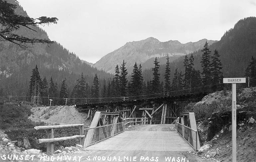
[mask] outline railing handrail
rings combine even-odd
[[[181,123],[178,123],[178,124],[180,124],[180,125],[182,125],[183,127],[185,127],[185,128],[188,128],[188,129],[191,129],[191,130],[192,130],[192,131],[193,131],[194,132],[197,132],[197,131],[196,131],[195,130],[194,130],[193,129],[192,129],[191,128],[189,127],[187,127],[186,125],[183,125],[182,124],[181,124]]]
[[[126,120],[127,119],[148,119],[148,118],[126,118],[126,119],[124,119],[124,120]]]
[[[84,125],[83,124],[65,124],[63,125],[45,125],[43,126],[36,126],[34,127],[36,130],[44,130],[51,129],[60,129],[64,128],[69,128]]]
[[[107,125],[102,125],[102,126],[98,126],[98,127],[95,127],[88,128],[87,128],[84,129],[84,130],[89,130],[89,129],[95,129],[95,128],[101,128],[101,127],[107,127],[107,126],[109,126],[110,125],[114,125],[115,124],[119,124],[122,123],[124,123],[124,122],[121,122],[121,123],[116,123],[111,124],[108,124]]]
[[[65,128],[70,128],[74,127],[80,127],[79,135],[76,135],[70,137],[64,137],[55,138],[54,137],[54,130],[55,129],[59,129]],[[63,125],[47,125],[44,126],[37,126],[34,127],[36,130],[47,130],[47,135],[48,138],[39,139],[37,142],[39,143],[47,143],[47,154],[48,155],[53,154],[54,151],[54,142],[64,141],[67,141],[75,139],[80,138],[80,144],[83,146],[84,138],[84,125],[83,124],[65,124]]]

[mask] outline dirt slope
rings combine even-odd
[[[83,123],[89,125],[85,120],[87,114],[78,112],[74,106],[56,106],[33,107],[29,119],[34,121],[45,122],[52,124]]]

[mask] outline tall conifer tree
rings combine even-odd
[[[120,94],[120,72],[119,71],[119,67],[118,65],[116,65],[115,70],[115,77],[114,78],[115,81],[115,89],[114,92],[116,96],[118,96]]]
[[[159,73],[159,62],[158,61],[157,59],[156,59],[154,61],[155,67],[152,68],[153,72],[153,80],[151,81],[152,91],[153,93],[158,93],[160,91],[160,73]]]
[[[221,87],[218,85],[222,80],[222,72],[220,71],[222,69],[222,64],[219,59],[220,56],[218,51],[215,49],[214,51],[213,56],[212,57],[212,61],[210,65],[212,68],[212,88],[215,91],[220,90]]]
[[[61,86],[61,90],[60,91],[60,98],[61,98],[60,104],[63,105],[65,103],[65,101],[63,100],[63,98],[67,98],[68,96],[67,85],[66,84],[66,78],[65,77],[62,81],[62,83]]]
[[[165,77],[164,91],[168,92],[171,90],[171,81],[170,81],[171,69],[170,68],[170,62],[169,61],[169,56],[168,55],[166,58],[166,60],[165,72],[164,76]]]
[[[93,82],[92,87],[92,94],[93,94],[93,97],[94,98],[98,98],[99,95],[99,79],[98,78],[98,76],[97,74],[95,74],[95,76],[93,79]]]
[[[121,64],[120,68],[120,95],[122,97],[125,96],[126,95],[126,89],[127,88],[127,72],[125,64],[126,62],[123,61],[123,63]]]
[[[211,84],[211,70],[210,66],[211,51],[208,47],[208,43],[207,41],[203,46],[203,48],[201,51],[203,52],[202,55],[202,60],[200,62],[202,67],[202,83],[204,86],[210,85]],[[208,88],[205,87],[204,89],[207,90]]]

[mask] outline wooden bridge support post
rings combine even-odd
[[[53,129],[48,129],[47,130],[48,133],[48,138],[54,138],[53,135]],[[54,143],[53,142],[49,143],[47,143],[47,148],[46,152],[48,155],[52,155],[53,153]]]
[[[80,135],[83,136],[84,135],[84,126],[82,125],[80,127]],[[84,144],[85,137],[80,138],[80,144],[83,146]]]
[[[165,121],[166,119],[166,110],[167,109],[167,103],[165,103],[163,106],[162,115],[161,117],[161,124],[165,124]]]

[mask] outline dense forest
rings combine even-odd
[[[221,90],[223,88],[222,63],[221,56],[215,49],[211,55],[211,51],[207,42],[201,50],[201,71],[196,70],[192,54],[185,56],[183,65],[185,70],[179,71],[177,68],[171,80],[170,63],[169,57],[166,58],[164,81],[160,81],[159,62],[156,58],[154,67],[151,69],[152,79],[146,81],[142,76],[141,64],[135,62],[131,79],[127,79],[126,63],[124,60],[120,65],[117,65],[114,76],[106,80],[104,78],[99,81],[95,74],[92,84],[86,79],[82,73],[75,82],[71,90],[68,88],[67,83],[69,78],[64,76],[60,84],[54,82],[52,77],[48,80],[45,77],[41,78],[37,65],[32,70],[30,77],[27,100],[38,104],[49,104],[49,99],[53,100],[52,104],[67,104],[100,102],[122,99],[120,97],[128,98],[134,96],[141,97],[148,95],[163,93],[172,93],[186,90],[190,93],[198,91],[212,92]],[[256,61],[252,57],[248,63],[245,76],[250,78],[251,85],[256,85]],[[64,74],[63,76],[65,76]],[[2,93],[2,90],[0,91]]]

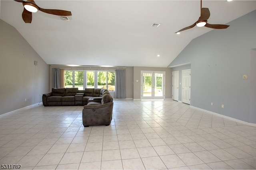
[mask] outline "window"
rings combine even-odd
[[[65,87],[84,89],[84,71],[65,71]]]
[[[94,88],[94,71],[87,71],[86,72],[86,88]]]
[[[114,71],[66,70],[64,71],[65,87],[78,87],[79,90],[99,88],[115,91],[115,73]]]

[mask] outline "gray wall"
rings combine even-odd
[[[1,115],[42,101],[49,91],[49,65],[15,28],[1,20],[0,37]]]
[[[251,50],[250,120],[256,120],[256,49]]]
[[[179,71],[179,101],[181,101],[181,93],[182,90],[182,84],[180,84],[182,82],[182,71],[183,70],[186,70],[191,68],[190,64],[183,65],[180,66],[173,67],[172,71]]]
[[[141,71],[165,71],[165,98],[172,98],[172,68],[168,68],[133,67],[133,98],[140,99],[140,72]],[[138,80],[138,82],[136,80]]]
[[[255,87],[251,88],[256,76],[251,72],[256,64],[251,52],[256,47],[255,18],[256,10],[228,23],[227,29],[214,29],[193,39],[170,64],[191,63],[191,106],[256,123],[251,92]],[[244,74],[247,79],[242,79]]]

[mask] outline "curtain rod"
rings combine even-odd
[[[56,67],[56,66],[72,66],[72,67],[112,67],[112,68],[126,68],[126,66],[86,66],[84,65],[72,65],[72,64],[67,64],[67,65],[51,65],[51,66]]]

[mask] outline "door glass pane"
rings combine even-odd
[[[106,89],[107,73],[106,71],[98,72],[98,88]]]
[[[87,71],[86,72],[87,78],[87,88],[94,88],[94,71]]]
[[[163,74],[155,74],[155,96],[163,96]]]
[[[75,87],[78,87],[78,90],[84,89],[84,72],[82,71],[75,71]]]
[[[65,87],[73,87],[73,71],[65,71]]]
[[[152,74],[143,73],[143,97],[151,96],[152,93]]]
[[[115,91],[115,72],[108,72],[108,90]]]

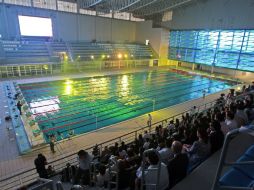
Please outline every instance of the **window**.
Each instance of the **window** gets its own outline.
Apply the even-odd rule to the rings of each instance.
[[[176,30],[169,59],[254,71],[254,30]]]
[[[130,13],[114,13],[114,18],[121,20],[130,20]]]
[[[34,7],[56,10],[56,0],[33,0]]]
[[[5,0],[4,2],[15,5],[31,6],[31,0]]]
[[[84,15],[94,15],[94,16],[96,15],[96,11],[87,10],[87,9],[79,9],[79,13]]]
[[[134,17],[132,14],[130,14],[130,20],[131,20],[131,21],[135,21],[135,22],[142,22],[142,21],[145,21],[145,19],[136,18],[136,17]]]
[[[110,13],[100,13],[100,12],[98,12],[98,14],[97,14],[98,16],[100,16],[100,17],[107,17],[107,18],[112,18],[112,10],[110,10]]]
[[[70,3],[67,1],[57,1],[58,10],[77,13],[77,3]]]

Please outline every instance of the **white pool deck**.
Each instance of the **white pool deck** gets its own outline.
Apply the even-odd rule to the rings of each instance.
[[[20,79],[13,80],[17,83],[31,83],[31,82],[42,82],[42,81],[52,81],[52,80],[61,80],[66,78],[80,78],[80,77],[91,77],[98,75],[111,75],[111,74],[120,74],[127,72],[136,72],[141,70],[127,70],[127,71],[105,71],[105,72],[91,72],[91,73],[80,73],[75,75],[68,76],[50,76],[50,77],[41,77],[41,78],[29,78],[29,79]],[[144,70],[143,70],[144,71]],[[80,136],[71,138],[70,140],[65,140],[63,142],[57,143],[56,153],[51,153],[49,146],[43,146],[32,150],[31,152],[25,155],[19,155],[18,148],[15,142],[15,134],[12,130],[8,130],[8,126],[11,125],[11,122],[5,122],[4,118],[8,115],[8,107],[6,96],[4,94],[3,82],[0,82],[0,180],[8,176],[11,176],[15,173],[22,172],[27,169],[34,167],[34,159],[37,157],[38,153],[43,153],[48,161],[53,161],[59,156],[69,155],[70,153],[75,153],[80,149],[90,147],[96,143],[101,143],[118,136],[124,135],[126,133],[135,131],[139,128],[146,126],[147,115],[142,115],[140,117],[114,124],[112,126],[100,129],[98,131],[89,132]],[[182,113],[194,105],[199,106],[208,102],[211,102],[219,97],[222,92],[228,92],[224,90],[216,94],[208,95],[205,99],[199,98],[192,101],[184,102],[166,109],[158,110],[152,112],[153,123],[159,122],[163,119],[169,118],[173,115]]]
================================
### Task to carry out
Transcribe the records above exactly, but only from the line that contains "Please outline every instance of the **white" through their final line, inclusive.

### Complete answer
Please outline every instance of the **white pool deck**.
Each instance of the **white pool deck** gets its own outline.
Apply the even-odd rule to the rings of each instance.
[[[20,79],[13,80],[17,83],[31,83],[31,82],[42,82],[42,81],[52,81],[52,80],[61,80],[66,78],[80,78],[80,77],[91,77],[98,75],[111,75],[111,74],[120,74],[127,72],[136,72],[141,70],[127,70],[127,71],[105,71],[105,72],[91,72],[91,73],[80,73],[75,75],[68,76],[50,76],[50,77],[41,77],[41,78],[29,78],[29,79]],[[144,70],[143,70],[144,71]],[[80,136],[71,138],[70,140],[65,140],[63,142],[57,143],[56,153],[51,153],[49,146],[43,146],[32,150],[31,152],[25,155],[19,155],[18,148],[15,142],[15,134],[12,130],[8,130],[8,126],[11,125],[11,122],[5,122],[4,118],[8,115],[8,107],[6,96],[4,94],[3,82],[0,82],[0,180],[8,176],[11,176],[15,173],[22,172],[27,169],[34,167],[34,159],[37,157],[38,153],[43,153],[48,161],[53,161],[59,156],[69,155],[70,153],[75,153],[80,149],[90,147],[96,143],[101,143],[118,136],[124,135],[126,133],[135,131],[139,128],[146,126],[147,115],[142,115],[140,117],[114,124],[112,126],[100,129],[98,131],[89,132]],[[182,113],[194,105],[199,106],[208,102],[211,102],[219,97],[222,92],[228,92],[224,90],[216,94],[208,95],[205,99],[199,98],[192,101],[184,102],[166,109],[158,110],[152,112],[153,123],[159,122],[163,119],[169,118],[173,115]]]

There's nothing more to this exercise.